### EXERCISE OBJECTIVE
Give the data again exactly as it appears, excluding any pictures.

Referring expression data
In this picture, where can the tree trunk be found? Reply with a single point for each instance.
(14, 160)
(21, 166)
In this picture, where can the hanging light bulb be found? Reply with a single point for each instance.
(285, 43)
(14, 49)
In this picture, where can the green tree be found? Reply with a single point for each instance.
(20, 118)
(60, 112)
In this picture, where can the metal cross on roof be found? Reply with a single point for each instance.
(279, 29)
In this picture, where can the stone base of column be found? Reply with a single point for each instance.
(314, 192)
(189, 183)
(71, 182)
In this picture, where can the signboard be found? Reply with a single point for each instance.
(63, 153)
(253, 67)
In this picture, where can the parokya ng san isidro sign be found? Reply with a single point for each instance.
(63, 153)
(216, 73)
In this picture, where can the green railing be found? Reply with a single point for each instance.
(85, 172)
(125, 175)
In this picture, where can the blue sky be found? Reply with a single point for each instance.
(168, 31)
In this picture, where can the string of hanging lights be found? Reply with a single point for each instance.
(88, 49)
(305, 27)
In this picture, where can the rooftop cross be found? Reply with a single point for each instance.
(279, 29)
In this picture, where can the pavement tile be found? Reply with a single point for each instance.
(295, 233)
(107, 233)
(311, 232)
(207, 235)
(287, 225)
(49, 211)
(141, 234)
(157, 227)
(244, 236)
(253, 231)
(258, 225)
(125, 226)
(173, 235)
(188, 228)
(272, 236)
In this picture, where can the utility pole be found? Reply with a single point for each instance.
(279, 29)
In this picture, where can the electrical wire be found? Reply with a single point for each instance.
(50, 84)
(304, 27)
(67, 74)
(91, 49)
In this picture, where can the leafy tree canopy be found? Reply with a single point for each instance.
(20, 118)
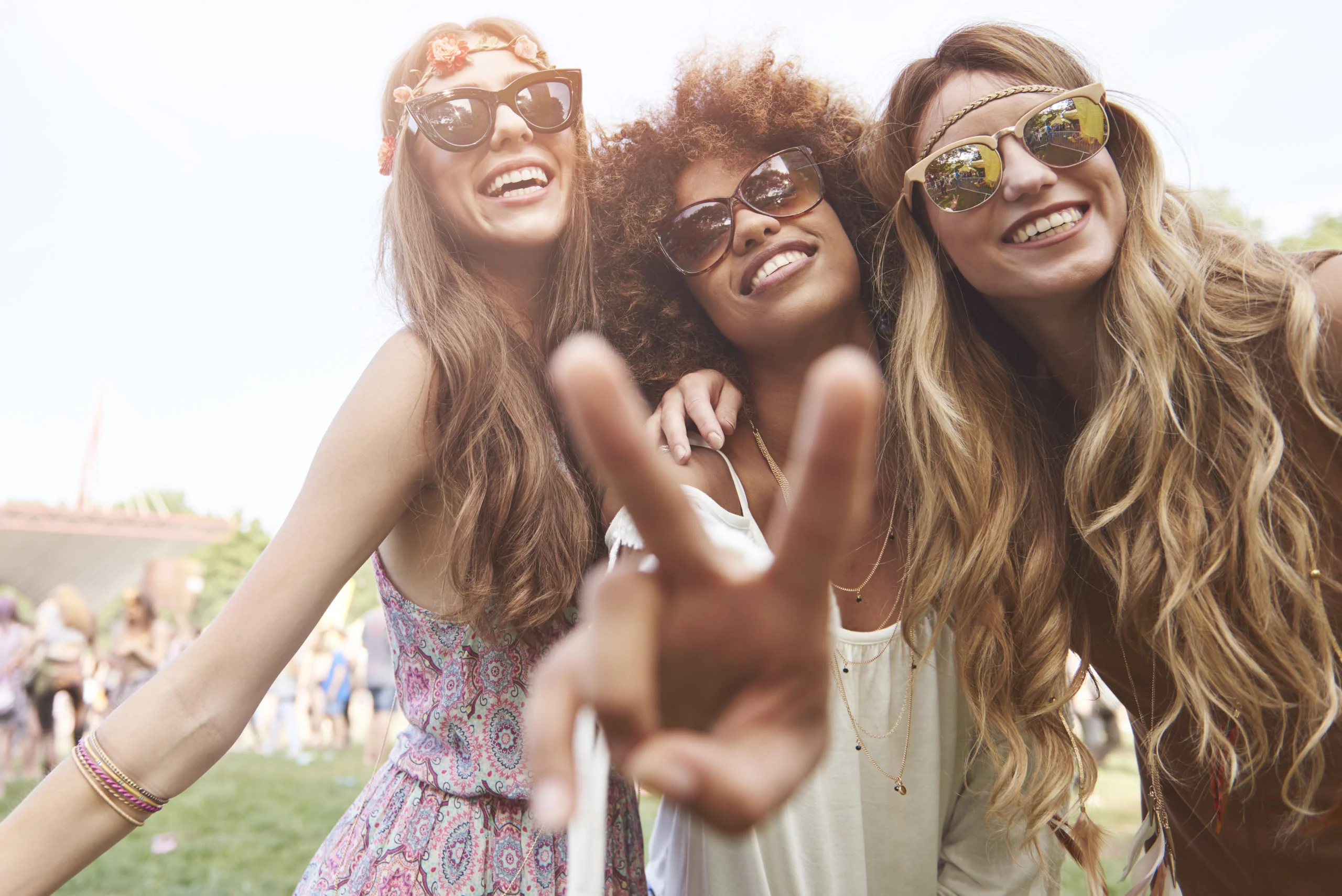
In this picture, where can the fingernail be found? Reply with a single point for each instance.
(552, 804)
(675, 781)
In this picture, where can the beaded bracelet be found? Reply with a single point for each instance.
(112, 784)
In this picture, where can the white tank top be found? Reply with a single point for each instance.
(847, 830)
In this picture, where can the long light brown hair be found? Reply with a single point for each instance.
(1184, 486)
(517, 532)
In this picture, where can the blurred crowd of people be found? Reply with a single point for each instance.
(340, 687)
(58, 679)
(57, 670)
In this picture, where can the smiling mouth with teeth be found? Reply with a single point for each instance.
(520, 181)
(779, 261)
(1050, 226)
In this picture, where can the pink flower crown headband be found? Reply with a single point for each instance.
(449, 54)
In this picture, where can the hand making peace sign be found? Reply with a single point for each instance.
(710, 681)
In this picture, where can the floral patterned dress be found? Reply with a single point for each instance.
(449, 812)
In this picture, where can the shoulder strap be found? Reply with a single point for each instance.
(736, 481)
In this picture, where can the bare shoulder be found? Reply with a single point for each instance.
(1328, 285)
(383, 422)
(706, 471)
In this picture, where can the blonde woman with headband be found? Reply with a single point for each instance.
(1122, 420)
(1122, 416)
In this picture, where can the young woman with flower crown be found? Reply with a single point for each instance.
(445, 465)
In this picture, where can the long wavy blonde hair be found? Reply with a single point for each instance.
(1185, 484)
(518, 530)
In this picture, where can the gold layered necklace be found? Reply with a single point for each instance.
(839, 663)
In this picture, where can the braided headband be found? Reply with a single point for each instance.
(1022, 89)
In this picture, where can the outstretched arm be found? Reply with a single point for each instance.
(709, 679)
(370, 466)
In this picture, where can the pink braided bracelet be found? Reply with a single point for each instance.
(112, 785)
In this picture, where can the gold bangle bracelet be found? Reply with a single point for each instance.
(97, 788)
(118, 774)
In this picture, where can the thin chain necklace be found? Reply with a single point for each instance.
(840, 661)
(785, 487)
(1157, 792)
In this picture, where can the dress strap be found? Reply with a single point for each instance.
(736, 481)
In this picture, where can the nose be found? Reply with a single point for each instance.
(509, 128)
(752, 230)
(1023, 175)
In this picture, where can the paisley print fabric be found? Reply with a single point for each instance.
(449, 812)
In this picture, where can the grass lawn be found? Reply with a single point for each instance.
(253, 824)
(248, 827)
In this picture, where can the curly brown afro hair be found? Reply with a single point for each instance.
(734, 106)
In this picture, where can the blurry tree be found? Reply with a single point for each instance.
(224, 565)
(1220, 207)
(1325, 234)
(174, 501)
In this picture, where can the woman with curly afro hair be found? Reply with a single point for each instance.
(730, 229)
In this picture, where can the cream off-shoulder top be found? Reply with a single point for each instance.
(847, 829)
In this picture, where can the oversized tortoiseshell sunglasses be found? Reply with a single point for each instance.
(1060, 132)
(787, 184)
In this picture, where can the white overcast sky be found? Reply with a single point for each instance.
(188, 192)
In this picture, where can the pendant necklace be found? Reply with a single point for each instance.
(840, 663)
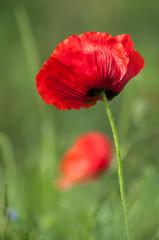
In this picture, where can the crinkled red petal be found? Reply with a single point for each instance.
(136, 63)
(126, 41)
(78, 64)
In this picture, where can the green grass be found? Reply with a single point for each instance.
(34, 136)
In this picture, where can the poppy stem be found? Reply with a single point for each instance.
(120, 172)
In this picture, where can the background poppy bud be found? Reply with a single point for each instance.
(88, 157)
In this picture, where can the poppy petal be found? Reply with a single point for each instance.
(78, 64)
(126, 41)
(136, 63)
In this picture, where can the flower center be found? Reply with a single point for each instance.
(96, 92)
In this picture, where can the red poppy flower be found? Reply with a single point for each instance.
(83, 65)
(88, 157)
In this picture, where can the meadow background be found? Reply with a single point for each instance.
(34, 135)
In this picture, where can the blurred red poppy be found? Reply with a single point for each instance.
(88, 157)
(83, 65)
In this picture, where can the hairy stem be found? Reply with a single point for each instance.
(120, 173)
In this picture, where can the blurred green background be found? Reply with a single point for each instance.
(34, 135)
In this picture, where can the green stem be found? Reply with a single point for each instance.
(121, 182)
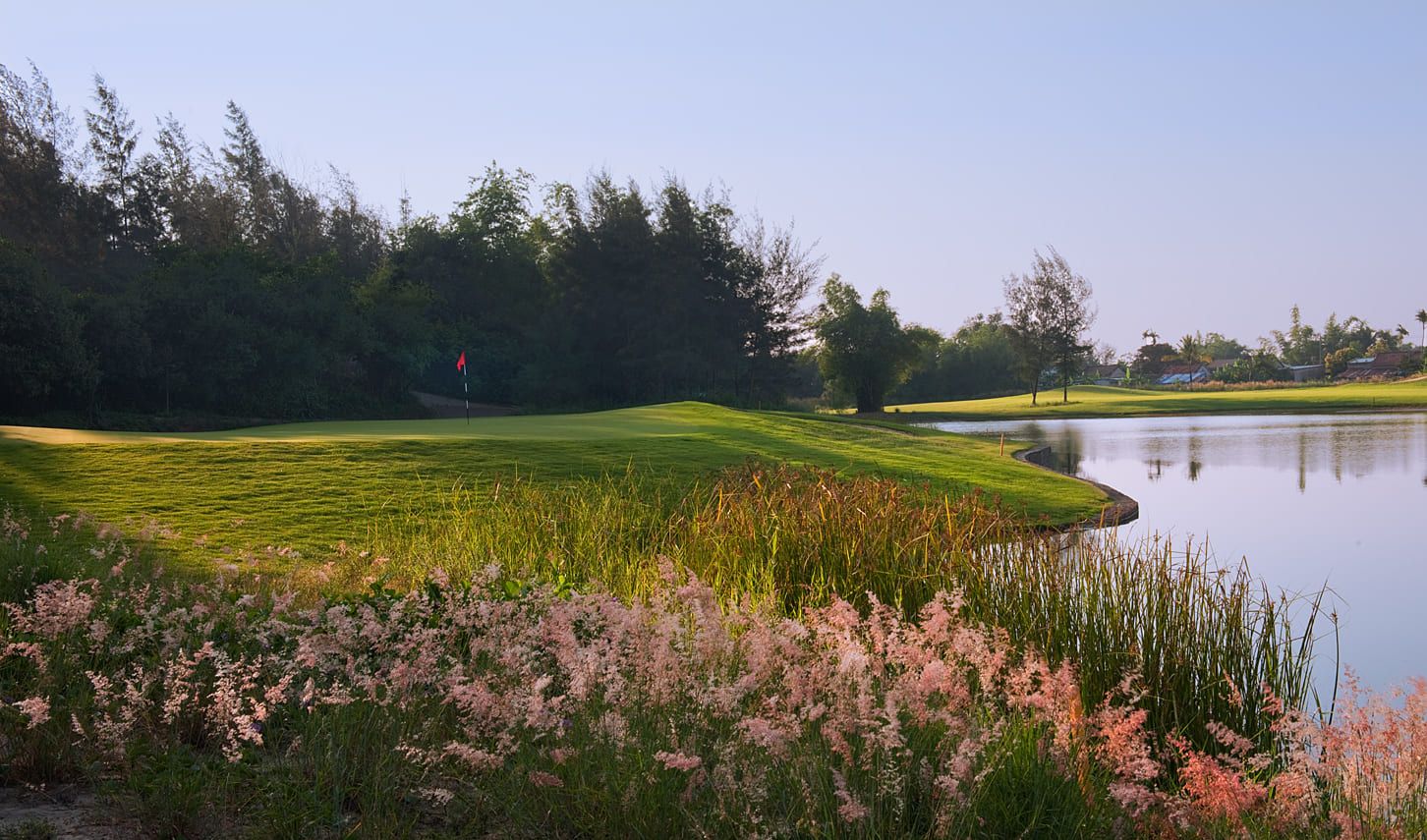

### RESULT FOR THIS TASK
In this picture, where can the tree trunk be found? Reply with a single point for each instance.
(14, 160)
(21, 166)
In this picture, where can the hanging light bulb be found? Reply with a single point for each instance.
(285, 43)
(14, 49)
In this picture, where can the green tree be found? Reply with a single point for each instance.
(20, 118)
(60, 112)
In this picture, where can the metal cross on roof be found? Reply with a single point for each instance.
(279, 29)
In this picture, where can the stone base of column be found? Reply with a single point for each instance.
(314, 192)
(189, 183)
(71, 182)
In this picture, where can the signboard be found? Reply with a single point for each instance.
(63, 153)
(253, 67)
In this picture, where can the parokya ng san isidro sign be found? Reply with a single point for each instance.
(63, 153)
(216, 73)
In this picture, where can the green railing be found? Reply with a single point for each instance.
(85, 172)
(125, 175)
In this picture, where can the blue sky be found? Reply with a single point for each instance.
(168, 31)
In this picture, where can the string of hanging lights be found? Reply with a single point for each instance.
(88, 49)
(305, 27)
In this picture, where can the rooftop cross be found? Reply with a single point for each instance.
(279, 29)
In this picture, where can the pavement tile be found? Reply with a single point for each instance.
(295, 233)
(107, 233)
(311, 232)
(207, 235)
(287, 225)
(49, 211)
(141, 234)
(157, 227)
(244, 236)
(253, 231)
(258, 225)
(125, 226)
(173, 235)
(188, 228)
(272, 236)
In this picture, where can the utility pole be found? Reply with a single point for each instance.
(279, 29)
In this picture, where can the electrical wire be found? Reply with a single point for each instance.
(50, 84)
(304, 27)
(67, 74)
(91, 49)
In this picture, where can the leafy tree canopy be found? Reply with a single point for each instance.
(20, 118)
In this picture, where can the fingernail be found? Reply with a single point for each instance.
(552, 804)
(675, 781)
In this picture, where can the beaded bracelet be found? Reply with a single point for each instance.
(112, 784)
In this picture, where can the white tank top be found? Reply with a single point for each instance.
(847, 830)
In this picture, where can the long light brown hair be found? Reply with a single point for each instance.
(1184, 486)
(517, 532)
In this picture, where can the blurred crowd of people be found? Reply with a single point for each instance.
(340, 687)
(58, 679)
(57, 670)
In this picture, where can the smiling mouth with teeth be found? Reply with a single point for each instance.
(520, 181)
(779, 261)
(1050, 226)
In this picture, where can the pink flower crown headband be found? Reply with a single point for each instance.
(449, 54)
In this picture, where can the hand making peace sign be found? Reply with a single point for each instance.
(710, 681)
In this picture, where can the floral patterned dress be found? Reply with a single point for each instance.
(449, 812)
In this picture, where can the shoulder strap be found? Reply with a single point for each instance.
(736, 481)
In this picture, where can the bare shoulder be found? Reply with a single point for each instance.
(1328, 285)
(383, 422)
(706, 471)
In this picture, where can the blonde woman with headband be found? Reply with a single point for each instance.
(1122, 420)
(1122, 416)
In this picture, where can the young woman with flower crown be found? Reply with a single point for each instance.
(445, 465)
In this picture, where can the long wavy blonde hair be found? Reply with a single point for each instance.
(1185, 484)
(518, 530)
In this picture, where can the gold layered necklace be found? Reply with a single point for each instance.
(839, 663)
In this picture, where can the braided headband be found? Reply with a single point for each instance.
(1022, 89)
In this picture, where can the outstretched arm be found? Reply with a single point for each instance.
(709, 679)
(370, 466)
In this picture, where can the pink braided bracelet be found? Reply with a single point for each instance.
(112, 785)
In this picture, where can the gold bangle bracelet be found? Reply with a single point for each instance.
(97, 788)
(118, 774)
In this picture, where can the thin chain necklace be found? Reply with a single point for each instance.
(840, 661)
(785, 487)
(1157, 792)
In this picture, where can the dress strap be found? Reply with a single point for each instance.
(736, 481)
In this picture, where can the nose be found? Reply with a single point for each instance.
(509, 128)
(752, 230)
(1023, 175)
In this picture, where can the paisley print fabric be found? Reply with a single point for each instance.
(449, 812)
In this picture, where can the grass lawn be found? Reply with a single point for each instance.
(253, 824)
(248, 827)
In this picture, where can the curly brown afro hair be found? Reply with a single point for each instance.
(734, 106)
In this picture, where can the blurry tree be found? Reply with a single point for each instance.
(224, 565)
(1220, 207)
(1325, 234)
(174, 501)
In this picture, where can the woman with curly afro hair be found? Reply with a single point for each instance.
(730, 229)
In this picture, where can the cream off-shoulder top be found? Reply with a single point for each instance.
(847, 829)
In this picture, where can the oversized tortoiseshell sunglasses be found? Reply with a single point for each instance.
(1060, 132)
(787, 184)
In this picture, where can the white overcast sky be found? Reply with a single point for each instance.
(188, 192)
In this picture, where can the pendant necklace be found? Reply with a single point for each instance.
(840, 663)
In this picture, where can the crinkled red petal be found? Reply with a single point for each instance.
(136, 63)
(126, 41)
(78, 64)
In this picture, where can the green grass be found? Reply with a single point for each instance.
(34, 136)
In this picture, where can the poppy stem be found? Reply with a single point for each instance.
(120, 172)
In this picture, where can the background poppy bud be found? Reply with a single point for each instance.
(88, 157)
In this picture, where can the poppy petal be found? Reply with a single point for each instance.
(78, 64)
(126, 41)
(136, 63)
In this picture, where can the flower center be found? Reply with a single point for each instance.
(96, 92)
In this picture, where can the red poppy flower be found? Reply with a single point for each instance.
(83, 65)
(88, 157)
In this picture, where can the meadow background be found? Reply with a single point for each instance.
(34, 135)
In this picture, where can the blurred red poppy be found? Reply with a single point for each instance.
(88, 157)
(83, 65)
In this picture, where can the hairy stem be found? Reply with a single point for each instance.
(120, 173)
In this picture, where can the blurred green background be found? Reply with a single point for each instance.
(34, 135)
In this picture, where can the green stem be found? Reply with a single point for each instance.
(121, 182)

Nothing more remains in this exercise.